** Start of DATA LISTING **

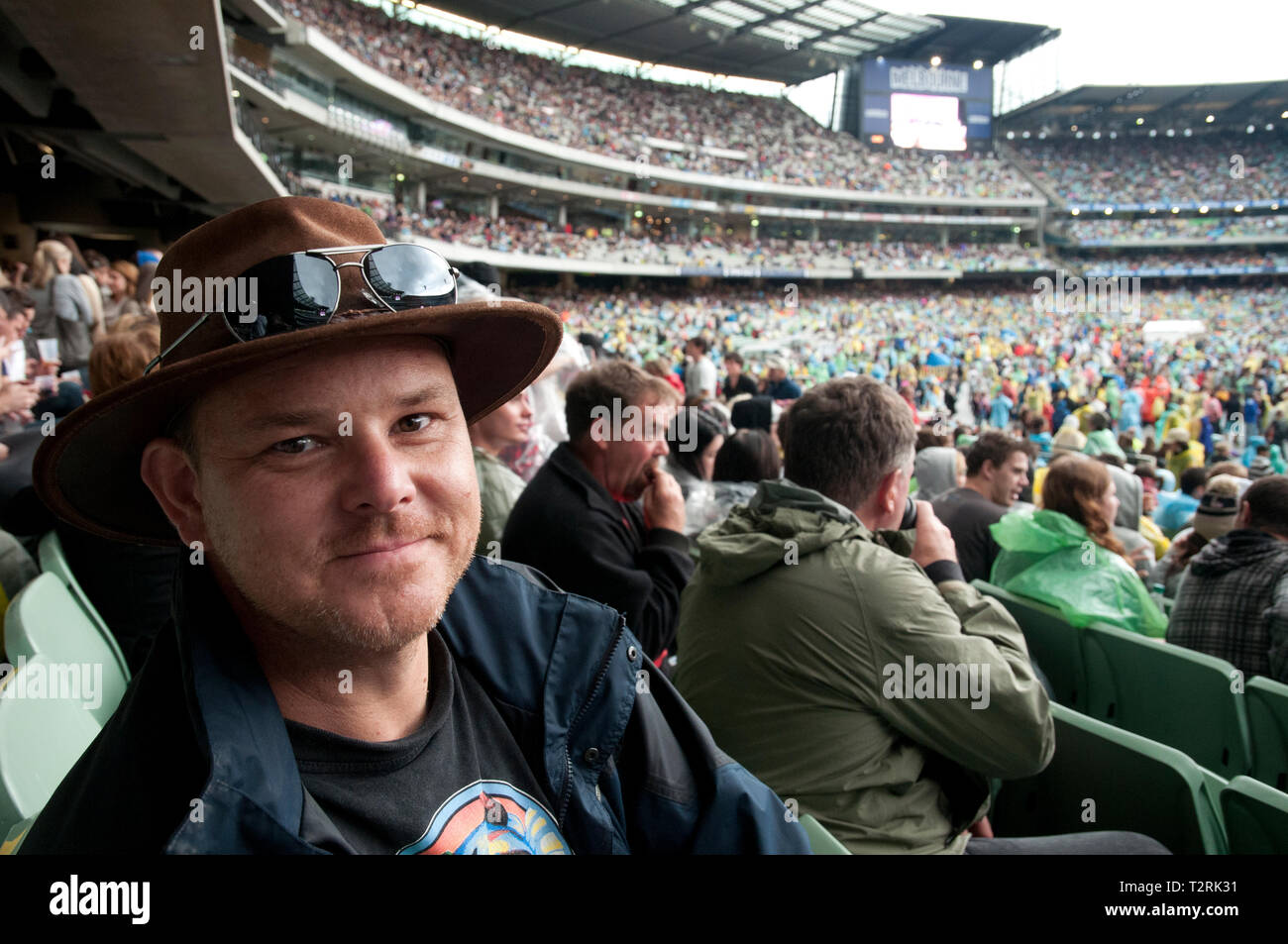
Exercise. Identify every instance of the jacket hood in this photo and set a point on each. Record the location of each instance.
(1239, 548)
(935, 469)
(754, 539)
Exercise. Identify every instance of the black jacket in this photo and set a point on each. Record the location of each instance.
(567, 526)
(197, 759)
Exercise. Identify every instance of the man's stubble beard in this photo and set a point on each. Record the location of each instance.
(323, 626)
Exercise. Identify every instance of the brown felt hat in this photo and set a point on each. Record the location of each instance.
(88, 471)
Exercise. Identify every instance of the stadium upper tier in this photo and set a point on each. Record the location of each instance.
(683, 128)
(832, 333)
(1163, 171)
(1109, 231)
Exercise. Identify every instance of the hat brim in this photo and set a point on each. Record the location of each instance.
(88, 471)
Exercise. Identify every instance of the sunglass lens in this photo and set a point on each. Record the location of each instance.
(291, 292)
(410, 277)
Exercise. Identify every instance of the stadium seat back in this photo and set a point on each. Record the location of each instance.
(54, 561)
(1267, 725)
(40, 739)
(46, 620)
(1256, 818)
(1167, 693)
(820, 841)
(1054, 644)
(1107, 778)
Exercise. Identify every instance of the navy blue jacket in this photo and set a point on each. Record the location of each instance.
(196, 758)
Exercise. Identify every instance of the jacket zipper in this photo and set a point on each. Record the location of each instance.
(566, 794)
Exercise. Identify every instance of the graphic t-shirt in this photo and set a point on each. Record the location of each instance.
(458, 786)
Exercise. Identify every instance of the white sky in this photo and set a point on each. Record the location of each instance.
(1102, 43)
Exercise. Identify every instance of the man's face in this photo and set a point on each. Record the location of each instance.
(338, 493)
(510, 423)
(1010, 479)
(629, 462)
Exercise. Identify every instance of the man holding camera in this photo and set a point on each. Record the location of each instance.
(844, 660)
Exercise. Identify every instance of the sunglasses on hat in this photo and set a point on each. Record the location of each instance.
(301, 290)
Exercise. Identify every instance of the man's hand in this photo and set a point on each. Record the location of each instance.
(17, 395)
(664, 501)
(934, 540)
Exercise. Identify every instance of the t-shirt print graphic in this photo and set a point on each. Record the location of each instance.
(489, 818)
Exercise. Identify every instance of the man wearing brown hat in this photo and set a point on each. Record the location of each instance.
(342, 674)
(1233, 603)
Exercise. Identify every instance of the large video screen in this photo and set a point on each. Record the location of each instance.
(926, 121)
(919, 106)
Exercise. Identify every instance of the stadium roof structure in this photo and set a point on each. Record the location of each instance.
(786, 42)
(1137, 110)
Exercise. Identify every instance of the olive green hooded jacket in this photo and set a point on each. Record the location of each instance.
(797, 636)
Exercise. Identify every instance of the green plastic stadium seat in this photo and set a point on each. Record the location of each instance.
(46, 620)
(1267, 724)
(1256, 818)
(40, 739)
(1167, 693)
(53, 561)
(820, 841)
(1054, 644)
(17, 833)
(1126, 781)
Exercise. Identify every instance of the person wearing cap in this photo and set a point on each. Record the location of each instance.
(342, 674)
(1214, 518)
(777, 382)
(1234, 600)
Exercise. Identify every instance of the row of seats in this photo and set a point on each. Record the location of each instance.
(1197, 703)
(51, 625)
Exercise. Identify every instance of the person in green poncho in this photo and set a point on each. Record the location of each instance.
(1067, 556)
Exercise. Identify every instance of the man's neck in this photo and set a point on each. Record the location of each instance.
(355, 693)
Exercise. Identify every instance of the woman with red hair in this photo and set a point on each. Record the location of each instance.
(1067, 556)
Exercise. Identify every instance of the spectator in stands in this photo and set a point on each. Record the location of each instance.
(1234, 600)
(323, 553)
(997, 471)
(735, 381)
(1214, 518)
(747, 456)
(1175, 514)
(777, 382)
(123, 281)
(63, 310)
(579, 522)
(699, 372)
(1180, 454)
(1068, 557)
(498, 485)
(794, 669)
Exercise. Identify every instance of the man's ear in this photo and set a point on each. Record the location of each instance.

** End of DATA LISTING **

PROBLEM TO SOLVE:
Reproduce the final stretch of the data above: every line from the one holding "Exercise. Identify every instance of the person wearing" through the end, inclusive, exactly as written and nothing else.

TASK RESULT:
Exercise. Identify every instance of the person wearing cap in this photo and set a point on each. Record the location of each instance.
(342, 674)
(1214, 518)
(777, 382)
(1234, 600)
Exercise. Identify every instance of the row of seats in this photo and set a point on each. Record the location of each instance.
(1197, 703)
(51, 625)
Exercise. Identify every instance of the person in green poncho in this photo and set a point on each. Record the location of each instance.
(1067, 556)
Exercise. Identify every instance of the man's neck in this photo and set a point on each. Record the location of each instance.
(355, 693)
Exercise. Identify every instance of the woman with red hair in this photo and set a point on each. Record the location of each instance.
(1067, 556)
Exercise. Identify every instance of the spectator in stands in this photo and set a point on each. Record the location of each instance.
(1234, 600)
(323, 553)
(997, 471)
(735, 381)
(1214, 518)
(747, 456)
(1175, 514)
(777, 382)
(123, 281)
(63, 310)
(579, 522)
(699, 372)
(1180, 454)
(1068, 557)
(498, 485)
(794, 669)
Exercise. Identify every instance of the man's ear in this photo and set a point on each. Record the location of each instance.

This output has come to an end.